From the confrontation clause case summary, list each piece of circumstantial evidence the district court relied on to conclude that Appellant's wrongful conduct caused the victim's failure to appear.

**PAGE EXTRACT**
^^^^
XI. CONFRONTATION CLAUSE

A. DIRECT OR CIRCUMSTANTIAL EVIDENCE MAY BE USED TO PROVE DEFENDANT CAUSED UNAVAILABILITY OF WITNESS: Appellant was convicted of violating a domestic abuse no contact order (DANCO). During trial, jail recorded phone calls between Appellant and the victim, the contact that violated the DANCO, were played for the jury. However, the victim did not appear pursuant to the State’s subpoena. The State had jail recorded phone calls by Appellant during which he was looking for someone to seek out the victim and make sure she did not appear in court. The district court allowed the detective to testify that, during an interview with the victim, the victim confirmed she was the female voice in the recorded calls played for the jury. Appellant testified that he was the male voice in the recordings, but that the female voice was not the victim. The jury found Appellant guilty of four counts of violating the DANCO. The Court of Appeals holds the district court did not err in applying the forfeiture by wrongdoing exception to permit the victim’s out of court’s statements to be admitted as substantive evidence, because Appellant procured the victim’s unavailability. Appellant does not challenge that the victim was unavailable, that he engaged in wrongful conduct, or that he intended to procure the victim’s unavailability for trial, but argues he or his family members did not cause the victim to be unavailable, because the State did not present evidence as to why exactly the victim did not appear. In concluding that Appellant’s wrongful conduct actually caused the victim’s failure to appear, the district court relied on circumstantial evidence: the victim met with the detective on the first day of trial, she called Appellant’s attorney to say she would testify the next day, and then she failed to appear after Appellant sent his family to tell her not to come. In Minnesota, direct and circumstantial evidence carry the same weight. Thus, the court holds that a district court “may draw reasonable inferences from circumstantial evidence in determining whether a defendant’s wrongdoing procured the unavailability of a witness.” Here, the record supports the inferences drawn by the district court from the circumstantial evidence. The district court did not violate Appellant’s constitutional rights in admitting the victim’s statements to the detective. State v. Shaka, No. A18-0778, 2019 WL 1890550 (Minn. Ct. App. Apr. 29, 2019).
^^^^
**EXTRACTED DATA**
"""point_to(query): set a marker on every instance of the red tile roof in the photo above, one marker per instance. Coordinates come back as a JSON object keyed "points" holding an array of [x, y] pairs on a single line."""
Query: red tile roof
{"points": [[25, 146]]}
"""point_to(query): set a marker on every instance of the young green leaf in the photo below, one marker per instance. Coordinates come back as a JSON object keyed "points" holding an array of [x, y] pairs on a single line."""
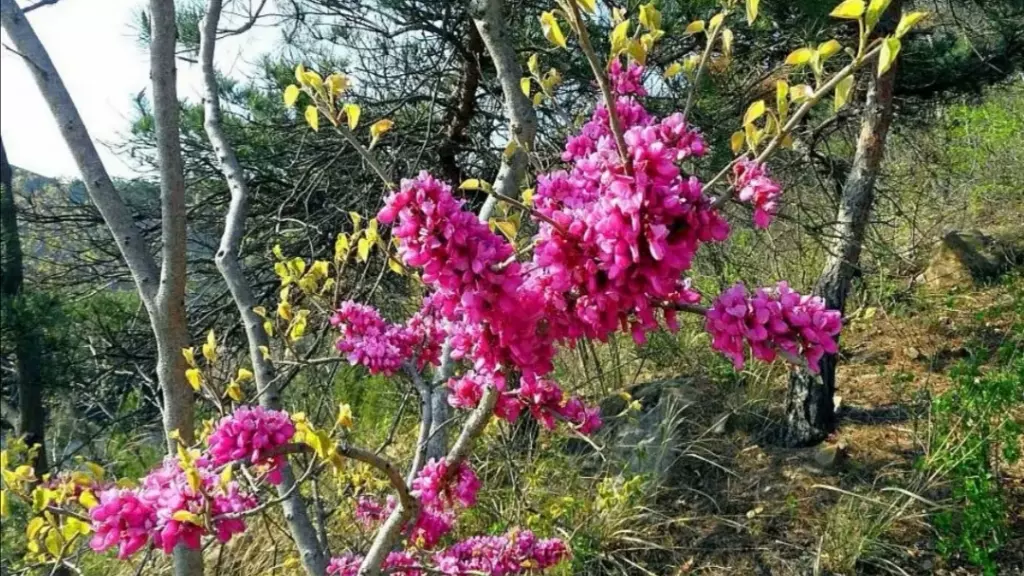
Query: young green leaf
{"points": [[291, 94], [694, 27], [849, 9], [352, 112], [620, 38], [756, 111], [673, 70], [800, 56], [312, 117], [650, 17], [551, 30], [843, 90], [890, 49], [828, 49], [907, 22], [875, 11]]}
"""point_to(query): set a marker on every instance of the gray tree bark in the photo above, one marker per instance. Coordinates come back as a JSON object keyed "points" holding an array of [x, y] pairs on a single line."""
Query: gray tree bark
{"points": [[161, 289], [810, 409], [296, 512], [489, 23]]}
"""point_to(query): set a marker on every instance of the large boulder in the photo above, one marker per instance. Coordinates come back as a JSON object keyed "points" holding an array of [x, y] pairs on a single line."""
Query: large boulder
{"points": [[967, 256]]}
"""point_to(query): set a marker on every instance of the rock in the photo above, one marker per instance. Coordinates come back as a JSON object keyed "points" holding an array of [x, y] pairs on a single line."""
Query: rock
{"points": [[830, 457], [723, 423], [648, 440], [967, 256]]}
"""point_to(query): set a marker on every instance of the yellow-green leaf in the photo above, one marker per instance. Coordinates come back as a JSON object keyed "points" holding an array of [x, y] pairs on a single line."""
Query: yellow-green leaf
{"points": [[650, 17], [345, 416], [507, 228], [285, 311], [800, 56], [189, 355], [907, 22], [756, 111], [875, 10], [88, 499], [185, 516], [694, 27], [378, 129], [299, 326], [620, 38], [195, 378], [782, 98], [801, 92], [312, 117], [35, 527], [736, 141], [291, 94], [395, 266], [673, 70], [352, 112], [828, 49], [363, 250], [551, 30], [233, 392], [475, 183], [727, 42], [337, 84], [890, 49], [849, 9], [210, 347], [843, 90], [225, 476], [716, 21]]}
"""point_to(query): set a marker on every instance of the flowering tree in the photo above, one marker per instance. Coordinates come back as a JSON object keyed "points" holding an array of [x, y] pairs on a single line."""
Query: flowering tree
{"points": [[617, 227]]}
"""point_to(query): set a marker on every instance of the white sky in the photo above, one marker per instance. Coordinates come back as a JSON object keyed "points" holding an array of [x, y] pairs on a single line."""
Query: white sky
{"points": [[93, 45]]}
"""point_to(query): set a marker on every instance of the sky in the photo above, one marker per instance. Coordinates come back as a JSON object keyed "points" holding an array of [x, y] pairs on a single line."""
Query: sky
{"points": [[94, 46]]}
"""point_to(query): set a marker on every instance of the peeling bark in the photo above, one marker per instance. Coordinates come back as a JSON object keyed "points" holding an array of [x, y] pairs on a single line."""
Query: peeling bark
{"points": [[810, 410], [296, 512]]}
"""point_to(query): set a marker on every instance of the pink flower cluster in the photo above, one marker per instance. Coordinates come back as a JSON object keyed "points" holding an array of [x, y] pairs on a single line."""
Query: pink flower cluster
^^^^
**WRITTEN ANSWER**
- The victim met with the detective on the first day of trial.
- She called Appellant's attorney to say she would testify the next day.
- She then failed to appear after Appellant sent his family to tell her not to come.